• WORK TASK: Retype the lines below, keeping every character the same.

Records from a data collection:
──────────────────────────────
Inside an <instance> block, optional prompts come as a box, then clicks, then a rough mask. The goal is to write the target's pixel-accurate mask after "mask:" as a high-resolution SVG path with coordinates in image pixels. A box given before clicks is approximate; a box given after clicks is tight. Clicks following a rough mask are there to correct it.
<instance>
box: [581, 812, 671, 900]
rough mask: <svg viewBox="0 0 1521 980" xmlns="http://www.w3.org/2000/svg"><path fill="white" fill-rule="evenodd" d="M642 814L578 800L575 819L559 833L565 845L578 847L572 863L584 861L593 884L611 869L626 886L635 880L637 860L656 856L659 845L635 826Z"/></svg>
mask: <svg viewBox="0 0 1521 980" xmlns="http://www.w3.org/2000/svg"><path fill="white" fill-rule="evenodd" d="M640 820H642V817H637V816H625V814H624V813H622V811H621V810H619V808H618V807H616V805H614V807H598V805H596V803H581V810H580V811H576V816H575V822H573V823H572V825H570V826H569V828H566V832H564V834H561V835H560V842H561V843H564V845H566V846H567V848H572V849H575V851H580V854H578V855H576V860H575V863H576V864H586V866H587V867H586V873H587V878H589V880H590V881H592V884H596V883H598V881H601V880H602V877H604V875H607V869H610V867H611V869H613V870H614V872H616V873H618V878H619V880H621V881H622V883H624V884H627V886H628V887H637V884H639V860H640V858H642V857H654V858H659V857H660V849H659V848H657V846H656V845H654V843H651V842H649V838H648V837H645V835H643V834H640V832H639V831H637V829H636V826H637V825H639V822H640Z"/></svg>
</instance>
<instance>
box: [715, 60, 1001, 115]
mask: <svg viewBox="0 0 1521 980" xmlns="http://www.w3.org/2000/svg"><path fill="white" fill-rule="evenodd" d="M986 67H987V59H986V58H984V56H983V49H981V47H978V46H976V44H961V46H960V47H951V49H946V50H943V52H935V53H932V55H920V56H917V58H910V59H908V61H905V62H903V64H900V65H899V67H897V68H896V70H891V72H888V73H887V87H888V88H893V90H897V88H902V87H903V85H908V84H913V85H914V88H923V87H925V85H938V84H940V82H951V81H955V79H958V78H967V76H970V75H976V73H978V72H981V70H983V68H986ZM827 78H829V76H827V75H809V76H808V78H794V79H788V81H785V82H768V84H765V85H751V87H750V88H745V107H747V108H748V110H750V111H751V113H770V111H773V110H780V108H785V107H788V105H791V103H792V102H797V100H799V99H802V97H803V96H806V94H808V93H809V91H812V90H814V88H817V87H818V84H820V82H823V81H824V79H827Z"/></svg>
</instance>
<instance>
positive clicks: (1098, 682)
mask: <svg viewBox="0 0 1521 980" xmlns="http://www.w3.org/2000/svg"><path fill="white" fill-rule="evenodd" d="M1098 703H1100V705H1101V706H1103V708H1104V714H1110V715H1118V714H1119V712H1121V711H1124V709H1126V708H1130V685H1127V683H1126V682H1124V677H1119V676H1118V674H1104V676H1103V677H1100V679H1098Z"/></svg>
──────────────────────────────
• YOUR RESPONSE:
Inside an <instance> block, optional prompts come as a box, then clicks, then a rough mask. The goal is to write the target's pixel-accurate mask after "mask:" as a high-resolution SVG path with coordinates in image pixels. A box given before clicks is approximate; a box given after clicks is tight. Clicks following a rough mask are there to correct it.
<instance>
box: [581, 812, 671, 900]
rough mask: <svg viewBox="0 0 1521 980" xmlns="http://www.w3.org/2000/svg"><path fill="white" fill-rule="evenodd" d="M642 814L578 800L575 819L559 833L565 845L578 847L572 863L584 861L593 884L611 869L626 886L635 880L637 860L656 856L659 845L635 826Z"/></svg>
mask: <svg viewBox="0 0 1521 980" xmlns="http://www.w3.org/2000/svg"><path fill="white" fill-rule="evenodd" d="M640 820H642V817H637V816H625V814H624V813H622V811H621V810H619V808H618V807H616V805H614V807H598V805H596V803H581V810H580V811H576V816H575V822H573V823H572V825H570V826H569V828H566V832H564V834H561V835H560V842H561V843H564V845H566V846H567V848H572V849H575V851H580V854H578V855H576V860H575V863H576V864H586V866H587V867H586V873H587V878H589V880H590V881H592V884H596V883H598V881H601V880H602V877H604V875H607V869H610V867H611V869H613V870H614V872H616V873H618V878H619V880H621V881H622V883H624V884H627V886H628V887H637V884H639V860H640V858H642V857H654V858H659V857H660V849H659V848H657V846H656V845H654V843H651V842H649V838H648V837H645V835H643V834H640V832H639V831H637V829H636V826H637V825H639V822H640Z"/></svg>
</instance>
<instance>
box: [715, 60, 1001, 115]
mask: <svg viewBox="0 0 1521 980" xmlns="http://www.w3.org/2000/svg"><path fill="white" fill-rule="evenodd" d="M986 67H987V59H986V58H984V56H983V49H981V47H978V46H976V44H961V46H960V47H951V49H946V50H943V52H935V53H932V55H920V56H917V58H910V59H908V61H905V62H903V64H900V65H899V67H897V68H896V70H891V72H888V73H887V87H888V88H893V90H897V88H902V87H903V85H908V84H913V85H914V88H923V87H925V85H938V84H940V82H951V81H955V79H958V78H967V76H970V75H976V73H978V72H981V70H983V68H986ZM827 78H829V76H827V75H809V76H808V78H794V79H788V81H785V82H768V84H765V85H751V87H750V88H745V107H747V108H748V110H750V111H751V113H770V111H773V110H780V108H785V107H788V105H791V103H792V102H797V100H799V99H802V97H803V96H806V94H808V93H809V91H812V90H814V88H817V87H818V84H820V82H823V81H824V79H827Z"/></svg>
</instance>
<instance>
positive clicks: (1098, 682)
mask: <svg viewBox="0 0 1521 980" xmlns="http://www.w3.org/2000/svg"><path fill="white" fill-rule="evenodd" d="M1098 703H1100V705H1101V706H1103V708H1104V714H1110V715H1118V714H1119V712H1121V711H1124V709H1126V708H1130V685H1127V683H1126V682H1124V677H1119V676H1118V674H1104V676H1103V677H1100V679H1098Z"/></svg>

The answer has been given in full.